* Task instructions *
What you produce should match the records exactly, line for line.

Top of Material to process

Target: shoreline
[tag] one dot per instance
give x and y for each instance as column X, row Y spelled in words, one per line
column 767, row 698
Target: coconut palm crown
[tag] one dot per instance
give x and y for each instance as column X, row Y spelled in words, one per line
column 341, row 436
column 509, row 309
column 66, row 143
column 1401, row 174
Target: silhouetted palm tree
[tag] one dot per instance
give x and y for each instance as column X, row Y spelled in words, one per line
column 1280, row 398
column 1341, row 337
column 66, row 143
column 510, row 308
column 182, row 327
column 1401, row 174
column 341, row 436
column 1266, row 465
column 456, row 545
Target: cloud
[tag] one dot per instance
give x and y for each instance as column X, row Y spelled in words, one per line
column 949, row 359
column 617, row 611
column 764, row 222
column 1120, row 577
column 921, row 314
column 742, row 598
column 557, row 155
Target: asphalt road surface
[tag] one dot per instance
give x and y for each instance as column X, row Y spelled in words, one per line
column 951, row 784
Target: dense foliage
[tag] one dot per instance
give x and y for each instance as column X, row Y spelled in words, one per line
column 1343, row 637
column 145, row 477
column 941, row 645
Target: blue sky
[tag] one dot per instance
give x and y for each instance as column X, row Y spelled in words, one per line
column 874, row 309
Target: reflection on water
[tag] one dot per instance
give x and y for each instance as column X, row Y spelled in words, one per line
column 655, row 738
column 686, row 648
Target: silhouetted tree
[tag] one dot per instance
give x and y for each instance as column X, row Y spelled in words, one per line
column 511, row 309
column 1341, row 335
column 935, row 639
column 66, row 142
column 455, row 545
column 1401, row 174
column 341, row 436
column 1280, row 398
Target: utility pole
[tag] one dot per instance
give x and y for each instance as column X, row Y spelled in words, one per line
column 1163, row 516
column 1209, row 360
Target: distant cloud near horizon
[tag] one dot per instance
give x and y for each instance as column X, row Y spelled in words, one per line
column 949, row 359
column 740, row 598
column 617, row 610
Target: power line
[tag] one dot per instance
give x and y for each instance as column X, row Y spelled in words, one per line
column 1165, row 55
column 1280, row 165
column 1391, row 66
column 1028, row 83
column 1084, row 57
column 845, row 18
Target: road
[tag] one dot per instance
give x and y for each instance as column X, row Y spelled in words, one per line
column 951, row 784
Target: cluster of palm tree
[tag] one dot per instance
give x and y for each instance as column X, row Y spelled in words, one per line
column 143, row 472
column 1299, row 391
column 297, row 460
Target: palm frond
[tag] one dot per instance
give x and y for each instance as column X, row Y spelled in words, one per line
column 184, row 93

Bottom of Material to process

* Response below *
Target: shoreline
[tag] one dot per instance
give x and y for each instance as column X, row Y spelled in words, one per line
column 767, row 698
Target: coconut palm crown
[tag] one dot per instance
give x and y for each instance as column X, row Y spelled in words, one per line
column 341, row 436
column 509, row 309
column 66, row 143
column 1401, row 174
Target: silhouetted palm tree
[tag] one dot per instance
give x and y for each instance as column X, row Y spelled in words, one per line
column 1280, row 398
column 1341, row 337
column 66, row 143
column 510, row 308
column 182, row 327
column 1401, row 174
column 341, row 436
column 1266, row 465
column 456, row 545
Target: cloud
[tag] one dot per instance
give x and y for each instance as column X, row Y spelled in words, one per line
column 949, row 359
column 617, row 611
column 764, row 222
column 1120, row 577
column 921, row 314
column 742, row 598
column 557, row 155
Target: asphalt road surface
[tag] one dot per instance
give x and y for each instance as column X, row Y spelled in words, one per line
column 951, row 784
Target: dense foliage
[tag] one dot per instance
give x and y for each instance as column X, row Y spelled in words, one per line
column 1343, row 637
column 145, row 477
column 941, row 645
Target: blue sky
[tag] one dot per instance
give x and y for each instance as column X, row Y spelled in words, one per line
column 874, row 309
Target: reflection on water
[tag] one dot per instance
give x and y for each instance as column X, row Y spelled in words, one per line
column 655, row 738
column 686, row 648
Target: silhouetted tree
[tag] one dot per instance
give x and y for each instance as column X, row Y spelled in words, one per line
column 511, row 309
column 1341, row 335
column 935, row 639
column 66, row 142
column 455, row 545
column 1401, row 174
column 341, row 436
column 1280, row 398
Target: utility pole
[tag] one dot per instance
give x and y for each instance as column X, row Y spelled in words, one per line
column 1163, row 516
column 1209, row 360
Target: distant cloud near horizon
[tag] one dot per instance
give x and y for each instance as column X, row Y spelled in words, one per line
column 949, row 359
column 740, row 598
column 617, row 610
Target: power line
[tag] one dot per instance
give x and y for each instance as column X, row Y spelled in words, one per line
column 1165, row 55
column 1280, row 165
column 1391, row 66
column 1028, row 83
column 1084, row 57
column 845, row 18
Target: road
[tag] one dot per instance
give x and y for each instance as column X, row Y spelled in words, one per line
column 951, row 784
Target: cluster of palm tree
[tag] one dot per instance
give x and y for each instance as column X, row Y spelled in words, one per line
column 143, row 472
column 1299, row 391
column 297, row 460
Target: palm frond
[tag] one dot per instance
give x and y for each instance as column X, row Y spelled in words, one per line
column 184, row 93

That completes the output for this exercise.